Data for this task:
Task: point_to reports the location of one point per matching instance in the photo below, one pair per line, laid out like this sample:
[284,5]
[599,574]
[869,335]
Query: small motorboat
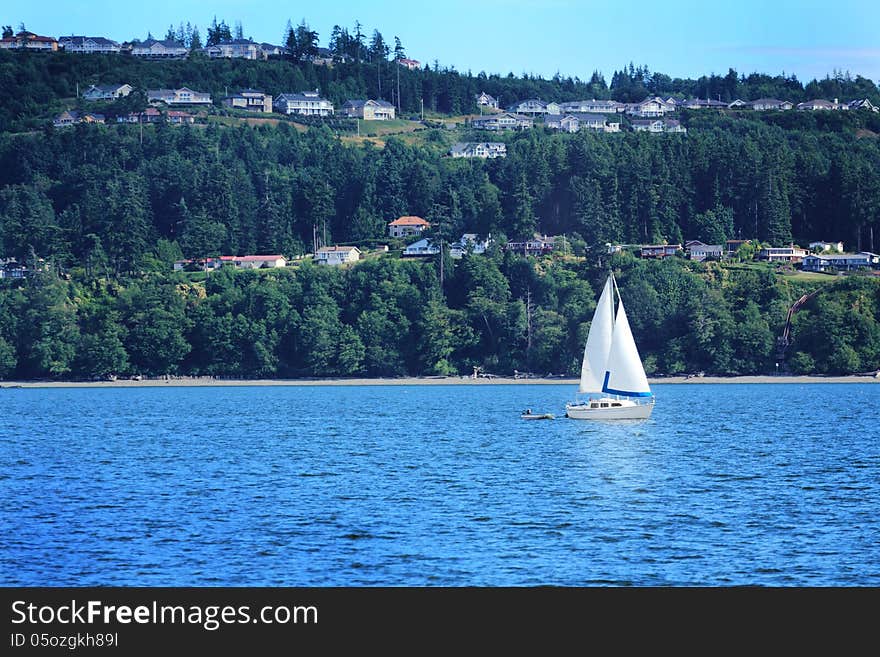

What to produce: Copy all entries exactly; skip pictures.

Solution for this exercise:
Task: point_to reports the location of one point per matching instance in the photo below, one pair per line, laid out like this sample:
[284,5]
[599,574]
[869,335]
Query: small motorboat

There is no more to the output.